▶ Prompt A: According to the out-toeing text, how often do children with external tibial torsion or femoral retroversion develop long-term functional problems?
▶ Prompt B: Write the next part of the out-toeing text, picking up right after its final sentence.

▶ Text under study:
- - -

Femoral retroversion – This is when the thigh bone (femur) has a twist outward compared to the hip. This is more often seen in obese children. It can also be seen in slipped capital femoral epiphysis (SCFE) (link) in older children and adolescents.

Legg-Calve-Perthes (LCP)  – because of decreased hip rotation, some patients with LCP may present with out-toeing.

Cerebral palsy (CP)  – muscle imbalance in the legs of children with Cerebral Palsy can lead to out-toeing. This is usually seen on one leg only, not both. A thorough history and physical exam may reveal signs of possible Cerebral Palsy, and referral to a neurologist or physical medicine and rehabilitation specialist is usually needed.


Many children with out-toeing have no pain or functional problems.  Frequently, families notice that the child stands, walks, or runs with the feet point outward.  Depending on the reason for the out-toeing, some children may limp and/or have pain in the hip, thigh, knee, or foot.


Your doctor will take a thorough history, especially regarding birth history and developmental milestones. Any history of pain or limping should be discussed. The physical exam will include watching your child walk and run, and checking range of motion of the hips, knees, ankles, and feet. He or she will also do a neurologic examination to check muscle tightness, nerve / muscle function, and coordination.  

Other Studies

If the history and physical examination are consistent with out-toeing as normal development in your child, no other studies are needed. If your doctor finds anything concerning, he or she may order x-rays or refer your child to a specialist.


Treatment is dependent on the underlying diagnosis that is causing the out-toeing. Normal developmental out-toeing can be followed by your child’s pediatrician or family doctor. Occasionally, external tibial torsion or femoral retroversion may require surgery to untwist the bones if the out-toeing causes pain, limping, knee cap (patella) problems, or severe problems with walking and running when the child is older. It is important that your child’s doctor evaluates your child to make sure that there are not other serious things like SCFE (link), LCP (link), or CP (link) that are causing the out-toeing.


Even though normal developmental out-toeing may not completely correct with growth, almost all children are pain free and can participate in sports and activities. Although patients with external tibial torsion and femoral retroversion may have an increased risk of hip or knee pain, long term functional problems only occur in about 1 in 1,000 children (Ref – Staheli L “Rotational problems in children.” Instructional Course Lecture 1994; 43: 199-209.)

- - -

▶ Data records:
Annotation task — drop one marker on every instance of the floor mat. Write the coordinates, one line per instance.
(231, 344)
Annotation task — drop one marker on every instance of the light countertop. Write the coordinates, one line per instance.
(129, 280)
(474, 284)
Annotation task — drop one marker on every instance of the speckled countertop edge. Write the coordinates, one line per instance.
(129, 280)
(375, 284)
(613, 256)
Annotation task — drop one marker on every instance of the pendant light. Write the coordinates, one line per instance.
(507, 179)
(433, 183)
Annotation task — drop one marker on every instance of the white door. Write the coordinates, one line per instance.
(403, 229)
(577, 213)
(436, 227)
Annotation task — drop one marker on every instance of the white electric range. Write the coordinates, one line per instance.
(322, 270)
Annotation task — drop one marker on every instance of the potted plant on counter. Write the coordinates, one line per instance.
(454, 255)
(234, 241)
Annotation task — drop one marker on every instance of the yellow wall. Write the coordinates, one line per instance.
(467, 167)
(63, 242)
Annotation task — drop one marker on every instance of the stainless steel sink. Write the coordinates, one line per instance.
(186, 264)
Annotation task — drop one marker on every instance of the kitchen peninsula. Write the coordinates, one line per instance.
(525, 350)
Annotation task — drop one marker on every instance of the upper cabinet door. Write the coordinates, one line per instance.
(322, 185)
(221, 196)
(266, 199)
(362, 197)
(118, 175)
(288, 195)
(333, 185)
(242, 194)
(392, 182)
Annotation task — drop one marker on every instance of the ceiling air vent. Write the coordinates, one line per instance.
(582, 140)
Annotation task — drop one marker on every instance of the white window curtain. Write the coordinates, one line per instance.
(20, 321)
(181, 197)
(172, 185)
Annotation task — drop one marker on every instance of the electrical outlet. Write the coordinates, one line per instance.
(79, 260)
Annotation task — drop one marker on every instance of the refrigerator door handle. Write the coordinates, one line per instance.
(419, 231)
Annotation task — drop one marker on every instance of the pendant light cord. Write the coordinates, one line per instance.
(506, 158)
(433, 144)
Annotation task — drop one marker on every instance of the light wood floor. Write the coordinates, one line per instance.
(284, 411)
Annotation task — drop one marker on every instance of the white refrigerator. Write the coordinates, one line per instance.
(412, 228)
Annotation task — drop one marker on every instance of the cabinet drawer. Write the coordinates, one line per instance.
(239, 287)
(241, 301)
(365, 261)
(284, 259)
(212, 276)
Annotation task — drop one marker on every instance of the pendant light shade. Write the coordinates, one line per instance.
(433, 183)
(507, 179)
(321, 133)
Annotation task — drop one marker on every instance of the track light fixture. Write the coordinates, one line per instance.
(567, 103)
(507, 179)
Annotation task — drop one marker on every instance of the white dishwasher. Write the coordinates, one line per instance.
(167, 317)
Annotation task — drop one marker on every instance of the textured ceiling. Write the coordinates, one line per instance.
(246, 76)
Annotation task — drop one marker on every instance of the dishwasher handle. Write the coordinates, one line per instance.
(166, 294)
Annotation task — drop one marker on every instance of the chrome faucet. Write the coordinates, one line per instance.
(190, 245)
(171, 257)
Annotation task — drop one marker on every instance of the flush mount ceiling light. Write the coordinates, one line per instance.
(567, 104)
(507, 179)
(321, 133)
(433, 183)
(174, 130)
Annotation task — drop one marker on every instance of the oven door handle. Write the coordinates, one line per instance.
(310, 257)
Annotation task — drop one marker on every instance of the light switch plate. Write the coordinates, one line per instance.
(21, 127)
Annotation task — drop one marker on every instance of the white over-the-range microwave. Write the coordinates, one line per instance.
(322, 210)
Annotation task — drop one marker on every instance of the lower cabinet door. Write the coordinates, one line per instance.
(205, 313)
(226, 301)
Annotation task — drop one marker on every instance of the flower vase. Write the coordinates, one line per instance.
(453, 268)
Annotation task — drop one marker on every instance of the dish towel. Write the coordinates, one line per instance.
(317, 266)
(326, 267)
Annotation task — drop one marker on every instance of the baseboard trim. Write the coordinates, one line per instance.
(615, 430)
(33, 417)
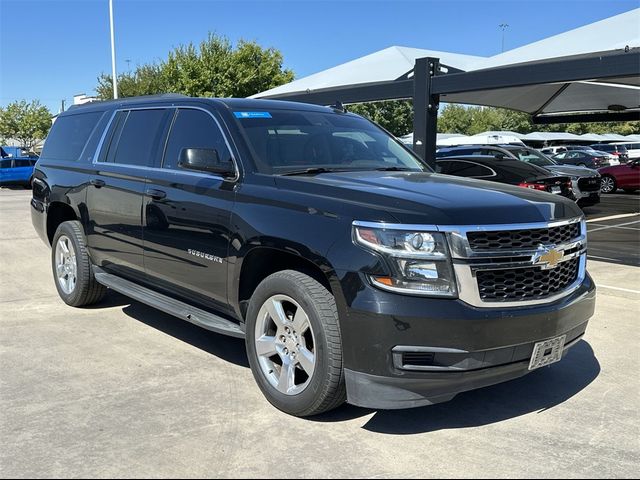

- - -

▶ Exercise output A: In about 1 in 1,000 children.

▶ Exercise output B:
Q.  Will my child’s walking improve?

For most children, as they grow, the twist in the leg bones will gradually untwist. Also, your child’s muscle control and balance will get better as he or she gets older. Normal developmental in-toeing and out-toeing tends to improve with growth, so it can take a long time to see improvement – it’s like watching grass grow! It can be helpful to take a video of your child walking once a year so you can compare and see the gradual improvement.

Q. My parents said that our pediatrician should have put our child in braces to correct the in-toeing / out-toeing. But our doctor said we didn’t need to?! Who is right?

When your parents were growing up, doctors used special shoes, braces, and even cables to correct in-toeing / out-toeing. However, studies have now shown that the in-toeing / out-toeing improves on its own, and the shoes and braces didn’t make it happen any faster.

Q. When should I take my child to a doctor for in-toeing / out-toeing?

Your child should see a doctor if in-toeing / out-toeing does not improve by kindergarten, if there is pain, limp, developmental delay, or the walking is getting worse. Out-toeing in only one foot in an is very worrisome in teenagers for a problem in the hip, particularly if there is also hip, thigh, or knee pain - if this is the case your child should be evaluated with x-rays immediately.

Q. My toddler trips a lot because of in-toeing. When should I be worried?

Many toddlers who do in-toe also trip! Remember, toddlers are learning to walk, and they do not yet have the muscle control, balance, or coordination to keep up with their busy lives. The in-toeing may make this seem worse. As your child becomes stronger and more coordinated, the tripping will improve.